__EXERCISE BRIEF__. Only the line containing "Keypoint guideline: for each instance of the black eyeglass" and the lines after it, up to the end of the listing, should be written out, each exactly as given.

#####

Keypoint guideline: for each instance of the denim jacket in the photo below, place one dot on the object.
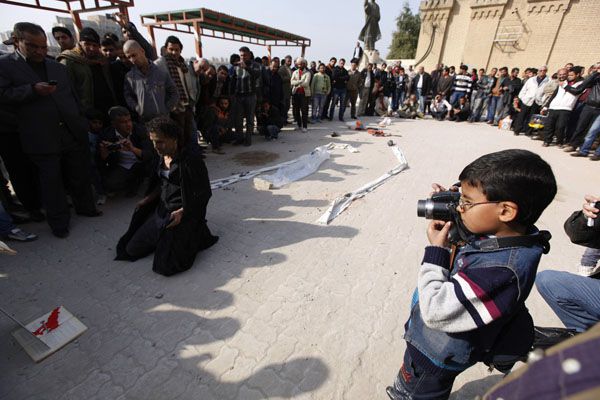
(487, 269)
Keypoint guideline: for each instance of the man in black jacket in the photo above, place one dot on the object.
(591, 109)
(125, 153)
(367, 79)
(329, 71)
(421, 87)
(339, 79)
(576, 299)
(21, 170)
(51, 126)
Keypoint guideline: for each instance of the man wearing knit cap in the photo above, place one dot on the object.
(63, 37)
(90, 73)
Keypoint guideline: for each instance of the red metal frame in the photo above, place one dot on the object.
(209, 23)
(75, 7)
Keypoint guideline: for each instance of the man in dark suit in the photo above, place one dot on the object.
(126, 153)
(52, 130)
(421, 86)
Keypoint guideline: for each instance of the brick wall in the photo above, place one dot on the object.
(553, 32)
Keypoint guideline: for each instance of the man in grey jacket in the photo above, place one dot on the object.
(148, 90)
(185, 80)
(50, 124)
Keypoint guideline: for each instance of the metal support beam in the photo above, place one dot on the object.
(152, 37)
(198, 39)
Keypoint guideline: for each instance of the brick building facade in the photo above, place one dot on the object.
(513, 33)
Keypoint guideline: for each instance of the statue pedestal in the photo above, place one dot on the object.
(370, 56)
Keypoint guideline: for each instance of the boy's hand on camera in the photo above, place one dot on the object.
(437, 233)
(590, 211)
(439, 188)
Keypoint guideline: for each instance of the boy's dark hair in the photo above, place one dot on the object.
(174, 40)
(166, 127)
(519, 176)
(578, 69)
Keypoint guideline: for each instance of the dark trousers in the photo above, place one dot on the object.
(326, 106)
(300, 102)
(413, 382)
(586, 119)
(185, 119)
(556, 125)
(351, 98)
(21, 171)
(521, 121)
(216, 138)
(119, 179)
(145, 239)
(68, 169)
(287, 102)
(245, 107)
(439, 115)
(572, 125)
(338, 94)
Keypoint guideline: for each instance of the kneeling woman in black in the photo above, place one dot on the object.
(171, 220)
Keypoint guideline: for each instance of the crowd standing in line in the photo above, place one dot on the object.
(109, 114)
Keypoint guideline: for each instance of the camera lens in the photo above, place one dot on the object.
(425, 208)
(430, 209)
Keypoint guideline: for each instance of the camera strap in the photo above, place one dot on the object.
(542, 238)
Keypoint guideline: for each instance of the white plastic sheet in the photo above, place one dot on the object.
(304, 166)
(292, 167)
(343, 202)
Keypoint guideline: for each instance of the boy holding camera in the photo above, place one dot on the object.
(469, 305)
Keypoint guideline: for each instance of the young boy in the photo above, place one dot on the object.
(465, 312)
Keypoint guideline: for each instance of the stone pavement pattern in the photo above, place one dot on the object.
(281, 307)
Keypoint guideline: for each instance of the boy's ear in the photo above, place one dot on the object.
(509, 211)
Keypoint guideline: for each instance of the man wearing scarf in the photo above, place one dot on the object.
(90, 73)
(186, 82)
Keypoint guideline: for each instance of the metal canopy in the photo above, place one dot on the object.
(209, 23)
(73, 7)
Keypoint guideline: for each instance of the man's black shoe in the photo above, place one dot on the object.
(60, 233)
(37, 216)
(91, 214)
(393, 393)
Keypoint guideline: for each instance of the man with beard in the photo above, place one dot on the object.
(186, 82)
(90, 72)
(50, 125)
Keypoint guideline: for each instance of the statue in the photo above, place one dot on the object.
(370, 32)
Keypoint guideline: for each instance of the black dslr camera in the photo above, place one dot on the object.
(442, 206)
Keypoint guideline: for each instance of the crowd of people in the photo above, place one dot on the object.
(108, 116)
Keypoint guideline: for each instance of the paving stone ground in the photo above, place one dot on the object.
(281, 307)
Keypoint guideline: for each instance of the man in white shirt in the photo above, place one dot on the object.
(558, 108)
(530, 97)
(125, 153)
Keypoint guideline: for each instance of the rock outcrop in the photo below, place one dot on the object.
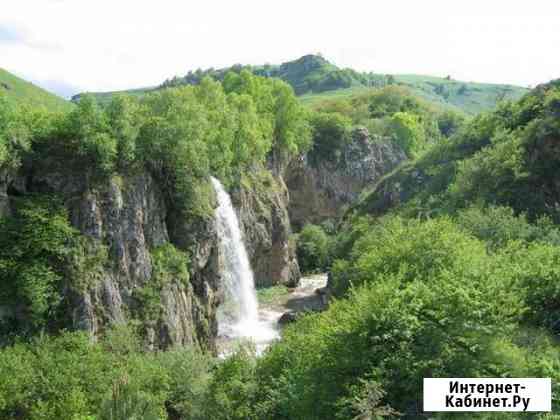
(130, 217)
(262, 202)
(322, 189)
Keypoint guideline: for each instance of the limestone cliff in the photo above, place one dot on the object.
(262, 202)
(130, 217)
(321, 189)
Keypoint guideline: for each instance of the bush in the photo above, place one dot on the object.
(36, 247)
(312, 249)
(331, 132)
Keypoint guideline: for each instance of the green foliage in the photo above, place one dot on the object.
(423, 299)
(499, 225)
(169, 266)
(232, 388)
(408, 133)
(36, 244)
(69, 377)
(14, 134)
(331, 132)
(502, 158)
(313, 249)
(22, 93)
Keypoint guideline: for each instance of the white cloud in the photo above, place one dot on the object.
(107, 44)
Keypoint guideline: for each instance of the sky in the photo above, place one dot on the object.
(70, 46)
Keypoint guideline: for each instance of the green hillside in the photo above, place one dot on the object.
(22, 92)
(315, 79)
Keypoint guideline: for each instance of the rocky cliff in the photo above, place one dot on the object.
(321, 189)
(262, 200)
(130, 218)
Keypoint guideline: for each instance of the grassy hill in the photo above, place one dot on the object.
(315, 79)
(22, 92)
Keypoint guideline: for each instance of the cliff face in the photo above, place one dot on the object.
(322, 189)
(262, 203)
(130, 218)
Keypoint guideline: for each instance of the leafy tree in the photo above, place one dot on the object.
(312, 249)
(408, 133)
(36, 246)
(331, 132)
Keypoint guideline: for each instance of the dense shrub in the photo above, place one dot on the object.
(331, 132)
(36, 248)
(69, 377)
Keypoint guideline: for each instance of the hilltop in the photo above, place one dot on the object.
(23, 92)
(315, 79)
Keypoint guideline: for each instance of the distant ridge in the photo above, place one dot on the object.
(22, 92)
(314, 78)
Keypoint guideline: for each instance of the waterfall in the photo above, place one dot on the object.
(239, 316)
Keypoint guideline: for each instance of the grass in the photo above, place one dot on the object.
(22, 92)
(468, 97)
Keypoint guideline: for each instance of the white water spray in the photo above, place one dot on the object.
(239, 317)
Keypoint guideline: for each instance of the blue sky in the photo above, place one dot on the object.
(69, 46)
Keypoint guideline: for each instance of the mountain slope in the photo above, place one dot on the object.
(315, 79)
(22, 92)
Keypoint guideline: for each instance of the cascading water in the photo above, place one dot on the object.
(239, 316)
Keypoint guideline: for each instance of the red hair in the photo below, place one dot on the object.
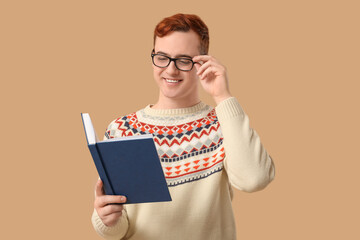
(184, 23)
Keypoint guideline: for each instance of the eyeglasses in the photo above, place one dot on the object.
(162, 61)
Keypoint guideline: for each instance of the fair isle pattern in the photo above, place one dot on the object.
(188, 152)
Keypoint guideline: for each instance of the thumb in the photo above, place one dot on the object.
(99, 188)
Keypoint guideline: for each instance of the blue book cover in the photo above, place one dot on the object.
(128, 166)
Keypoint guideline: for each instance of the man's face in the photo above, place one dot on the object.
(174, 45)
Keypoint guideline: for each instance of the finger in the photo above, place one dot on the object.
(203, 68)
(109, 199)
(201, 58)
(111, 209)
(206, 72)
(99, 188)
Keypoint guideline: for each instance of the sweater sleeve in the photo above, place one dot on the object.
(247, 163)
(116, 232)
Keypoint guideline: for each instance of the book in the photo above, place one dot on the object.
(128, 166)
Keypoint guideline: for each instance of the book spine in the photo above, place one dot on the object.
(101, 170)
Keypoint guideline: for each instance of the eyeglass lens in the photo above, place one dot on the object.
(181, 63)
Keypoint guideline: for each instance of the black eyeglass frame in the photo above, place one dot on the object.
(153, 54)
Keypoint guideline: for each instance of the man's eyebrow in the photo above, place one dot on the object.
(179, 55)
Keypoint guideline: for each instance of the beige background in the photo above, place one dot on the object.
(293, 66)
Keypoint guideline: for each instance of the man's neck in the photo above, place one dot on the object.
(168, 103)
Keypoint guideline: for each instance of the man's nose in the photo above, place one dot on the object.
(172, 68)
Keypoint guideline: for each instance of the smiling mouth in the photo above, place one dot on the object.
(172, 80)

#####

__ANSWER TO THIS EXERCISE__.
Keypoint guideline: for each instance of the black eyeglass frame in the photo above, place one dot on the object.
(153, 54)
Keypoint guideline: for each instance of the man's eyebrow in the photo above, place one dot on the object.
(179, 55)
Keypoint guideline: for each instance of the beige background in the photo above, place one dot on the object.
(293, 66)
Keypoint guideline: for each instance of the man's neck in the photo above, place one dot on the object.
(168, 103)
Keypoint guideline: for each instance of the man's nose in the photo above, place one dot on the object.
(172, 68)
Keypoint guideline: for each instance of the smiling mouth in the photo above, place one dot on the object.
(172, 80)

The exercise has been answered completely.